## Aim of the exercise
Retype the entries below exactly, but begin at the line containing "Target: parked car" and end at the last line.
————
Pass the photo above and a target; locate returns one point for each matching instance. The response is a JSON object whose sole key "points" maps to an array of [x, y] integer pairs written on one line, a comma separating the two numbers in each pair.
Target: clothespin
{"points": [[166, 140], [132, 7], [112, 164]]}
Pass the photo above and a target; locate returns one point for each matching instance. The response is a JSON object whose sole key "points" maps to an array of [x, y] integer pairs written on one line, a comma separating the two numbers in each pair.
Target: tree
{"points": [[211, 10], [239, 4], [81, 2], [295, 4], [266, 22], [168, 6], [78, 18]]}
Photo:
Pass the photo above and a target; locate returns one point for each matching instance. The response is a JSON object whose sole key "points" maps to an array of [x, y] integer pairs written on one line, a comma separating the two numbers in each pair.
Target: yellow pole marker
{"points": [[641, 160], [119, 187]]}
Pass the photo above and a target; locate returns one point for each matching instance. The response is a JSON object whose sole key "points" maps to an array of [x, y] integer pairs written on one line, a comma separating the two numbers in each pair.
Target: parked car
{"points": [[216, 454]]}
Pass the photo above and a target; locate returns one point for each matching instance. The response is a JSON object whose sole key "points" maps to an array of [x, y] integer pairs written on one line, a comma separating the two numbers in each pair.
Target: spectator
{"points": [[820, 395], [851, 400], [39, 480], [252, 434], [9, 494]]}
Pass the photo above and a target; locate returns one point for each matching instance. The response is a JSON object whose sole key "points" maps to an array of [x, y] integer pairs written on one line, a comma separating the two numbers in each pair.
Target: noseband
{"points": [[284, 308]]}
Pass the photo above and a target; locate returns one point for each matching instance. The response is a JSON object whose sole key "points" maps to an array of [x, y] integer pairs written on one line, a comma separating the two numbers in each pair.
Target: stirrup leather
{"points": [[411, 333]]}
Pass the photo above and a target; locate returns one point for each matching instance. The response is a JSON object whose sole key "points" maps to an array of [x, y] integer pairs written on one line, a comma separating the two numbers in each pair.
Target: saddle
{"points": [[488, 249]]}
————
## Exercise answer
Target: parked car
{"points": [[216, 454]]}
Pass the photo above and a target; locate returns one point for each matching instance. The response is a JSON object whose sole key "points" maps to an array of [x, y] integer pairs written on one line, a comma separating the two numbers in each pair.
Target: spectator
{"points": [[820, 395], [851, 400], [39, 480], [252, 434], [9, 494]]}
Pass the photo above and a target; locate returns one point for each matching instance. The response is a JSON object whose sole key "points" maps to an array of [x, y] integer pairs written on one line, a comma separating the two numbers in each pair.
Target: noseband
{"points": [[284, 308]]}
Pass the photo above and a target; locate returns one point for each matching instance. The response is a JSON object whose sole key "points" maps to an array of [x, y] integer pairs written on one line, a comma separating the two numbers in each pair.
Target: stirrup leather
{"points": [[411, 333]]}
Pass the photo above and a target; locate returns one point for each matching instance. The response is a JSON object whose sole key "points" maps to an array of [x, y] integer pairs written on one line, a comma separating the two numbers in each pair.
Target: saddle
{"points": [[488, 249]]}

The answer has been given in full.